[Task statement]: Return, from the listing below, each line where the word "window" appears.

== Data listing ==

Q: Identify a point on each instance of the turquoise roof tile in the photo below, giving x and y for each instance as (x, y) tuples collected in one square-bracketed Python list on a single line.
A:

===
== Data listing ==

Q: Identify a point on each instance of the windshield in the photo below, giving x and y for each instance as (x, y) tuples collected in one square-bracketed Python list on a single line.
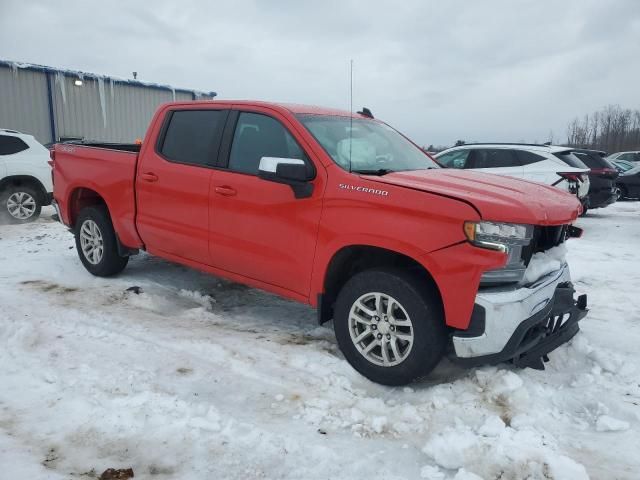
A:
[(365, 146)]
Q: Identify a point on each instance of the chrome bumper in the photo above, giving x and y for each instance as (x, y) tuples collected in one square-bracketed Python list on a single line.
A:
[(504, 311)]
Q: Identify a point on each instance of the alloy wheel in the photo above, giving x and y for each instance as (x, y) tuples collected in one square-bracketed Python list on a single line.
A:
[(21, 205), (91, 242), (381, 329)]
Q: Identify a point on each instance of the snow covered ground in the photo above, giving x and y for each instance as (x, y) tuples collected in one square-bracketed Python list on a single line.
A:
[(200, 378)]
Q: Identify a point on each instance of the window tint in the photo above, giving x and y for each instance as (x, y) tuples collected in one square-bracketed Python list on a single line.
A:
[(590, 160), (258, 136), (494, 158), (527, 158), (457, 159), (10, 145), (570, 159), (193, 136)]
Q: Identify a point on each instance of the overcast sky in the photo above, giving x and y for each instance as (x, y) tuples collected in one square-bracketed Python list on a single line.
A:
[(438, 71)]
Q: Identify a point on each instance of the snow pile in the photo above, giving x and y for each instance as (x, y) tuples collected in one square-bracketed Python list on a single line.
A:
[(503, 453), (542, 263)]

===
== Data listing ==

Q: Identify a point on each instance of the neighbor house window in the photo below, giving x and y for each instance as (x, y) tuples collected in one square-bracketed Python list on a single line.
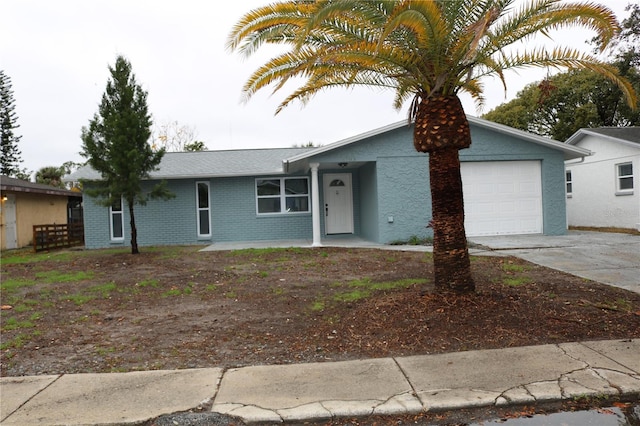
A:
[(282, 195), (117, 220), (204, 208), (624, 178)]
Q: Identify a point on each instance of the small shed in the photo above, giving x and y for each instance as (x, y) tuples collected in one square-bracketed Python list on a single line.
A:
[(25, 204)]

===

[Output for this exercise]:
Q: Identify a point on each instance of the window tint in the photo above, giving x and y for each instance as (x, y) tuples collected in one square-bracketed Python list on a single line.
Q: Identify a point on each instance of the neighbor house window in the photo below, giving x and y for each instance as (x, y) tuples collected in one square-bracketed Python list on a single line.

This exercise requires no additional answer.